● EXERCISE DESCRIPTION
Reproduce every line of the records below verbatim, omitting the pictures.
++++++++
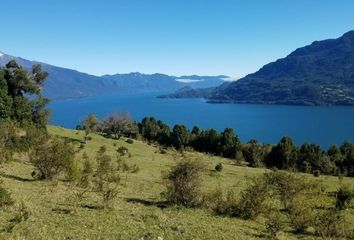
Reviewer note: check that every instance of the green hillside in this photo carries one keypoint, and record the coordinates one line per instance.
(54, 212)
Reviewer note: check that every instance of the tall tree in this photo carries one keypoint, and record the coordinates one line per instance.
(22, 91)
(90, 124)
(283, 155)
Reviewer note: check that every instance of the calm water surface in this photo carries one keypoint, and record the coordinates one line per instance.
(265, 123)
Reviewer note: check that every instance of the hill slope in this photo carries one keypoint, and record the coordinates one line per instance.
(55, 213)
(68, 83)
(319, 74)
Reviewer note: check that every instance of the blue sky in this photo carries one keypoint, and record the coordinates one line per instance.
(178, 37)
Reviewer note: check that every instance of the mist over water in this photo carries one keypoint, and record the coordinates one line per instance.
(265, 123)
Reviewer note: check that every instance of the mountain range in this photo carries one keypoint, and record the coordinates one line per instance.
(321, 73)
(67, 83)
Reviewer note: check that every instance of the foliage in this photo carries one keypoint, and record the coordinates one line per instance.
(183, 183)
(254, 153)
(119, 125)
(253, 199)
(8, 140)
(52, 157)
(218, 167)
(20, 95)
(106, 178)
(330, 224)
(274, 224)
(302, 212)
(283, 155)
(90, 124)
(5, 197)
(344, 196)
(287, 185)
(122, 151)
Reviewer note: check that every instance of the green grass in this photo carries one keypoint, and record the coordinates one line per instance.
(54, 214)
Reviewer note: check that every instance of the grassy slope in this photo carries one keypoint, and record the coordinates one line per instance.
(132, 217)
++++++++
● EXERCISE SOLUTION
Reviewer note: check that every instance of the green hillside in this photo carries one keypoint, and record the coordinates one line per instance.
(54, 212)
Reviewer note: check that every instance of the tall tree in this photo carries one keypoint, and record the coordinates one line per instance.
(22, 91)
(90, 124)
(283, 155)
Reviewer note: check that every instance of the calm water surface in this photo carries one keypoint, and record the coordinates one line per instance.
(265, 123)
Reviewer note: check that every instance of the hill slope in this photo carries one keypoint, and record the coordinates one line per instance.
(55, 213)
(68, 83)
(319, 74)
Reviewer note: check that every instance of the blue sky in this photo carries one keypoint, and record the coordinates one line per instance.
(178, 37)
Reviewer note: check that every instance of the mist over water in this photo carries one keypoint, and record the coordinates one line per instance.
(265, 123)
Reviewer note: check that every instance of the mountain range in this photo carries one keypoint, and record the coordinates one line per instance.
(321, 73)
(67, 83)
Reviewer note: check that every instance of the foliage in this photo carries one keypoint, and record the coordinates one line per instance.
(183, 183)
(254, 153)
(119, 125)
(253, 199)
(8, 140)
(52, 157)
(218, 167)
(20, 95)
(106, 178)
(330, 224)
(274, 224)
(302, 212)
(283, 155)
(90, 124)
(5, 197)
(344, 196)
(287, 185)
(122, 151)
Reviewer note: check that every instance of the green grass in this photo carries one keypoint, and record the coordinates one line per instance.
(54, 214)
Reviewer note: check that every instance of the grassy slope in this photo carries one keypoint, and record the coordinates one line per instance.
(132, 217)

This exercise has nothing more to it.